By Maia Otarashvili*
(FPRI) — The European Union has taken a major step in its long-lasting struggle with Russia for hegemony over Eastern Europe. In a highly anticipated decision, the EU granted visa-free travel to Georgia in February of this year, and is getting ready to seal the same deal for Ukraine later this summer. The true value of the visa-free travel deal is found in its geopolitical implications, in form of its symbolic, rather than literal, meaning. The visa-liberalization process puts Georgia and Ukraine alongside Moldova, which is celebrating the three-year anniversary of its own visa-liberalization deal with the EU. All three countries are now more deeply embedded into the European orbit and further from Russia’s sphere of influence.
--------------------
→ Required actions
A: List every country named in the article on EU visa-free travel.
B: Answer these questions from the article on EU visa-free travel:
(i) In which month did the EU grant visa-free travel to Georgia?
(ii) When is the EU getting ready to seal the same deal for Ukraine?
(iii) Which country is celebrating the three-year anniversary of its visa-liberalization deal with the EU?
C: Proceed with the article on EU visa liberalization for Georgia and Ukraine, picking up after its final sentence.

→ Supplied data
--------------------
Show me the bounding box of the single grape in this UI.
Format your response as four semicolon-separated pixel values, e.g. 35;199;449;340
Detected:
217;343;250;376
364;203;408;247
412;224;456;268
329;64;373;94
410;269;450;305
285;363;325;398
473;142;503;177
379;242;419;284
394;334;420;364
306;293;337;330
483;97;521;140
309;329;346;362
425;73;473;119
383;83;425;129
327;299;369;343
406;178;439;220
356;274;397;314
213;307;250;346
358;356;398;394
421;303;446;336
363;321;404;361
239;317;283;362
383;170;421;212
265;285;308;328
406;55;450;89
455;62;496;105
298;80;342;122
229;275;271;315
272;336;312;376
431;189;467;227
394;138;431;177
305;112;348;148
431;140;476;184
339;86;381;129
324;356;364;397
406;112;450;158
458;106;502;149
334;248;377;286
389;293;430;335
--------------------
→ Written answers
A: Russia, Georgia, Ukraine, Moldova

B:
(i) February
(ii) Later this summer
(iii) Moldova

C:
Expansion without Overcommitment
The future of EU expansion is a hotly-debated subject. Debate continues about whether or not the EU should have offered membership to at least three of the 11 post-Soviet states into its borders at such a fast pace. The question of Bulgaria’s and Romania’s EU membership still comes up as an example of why the EU should expand at a slower pace, or not expand at all. Frustration with rapid expansion has been exacerbated by the recent experiences of democratic backsliding in Hungary, and now in Poland. The traumatic experiences of the Eurozone crisis, which left Greece, Italy, Spain, and other European economies in shambles, worsened “expansion fatigue.” When it comes to EU expansion, a popular narrative suggests that the EU should focus on internal issues rather than its foreign policy. Some experts go as far as calling the Union a “failed project.” But Europe can’t ignore foreign policy when the rules-based union of democratic European states faces Putin’s Russia which challenges the very post-World War II order that created the EU as an institution.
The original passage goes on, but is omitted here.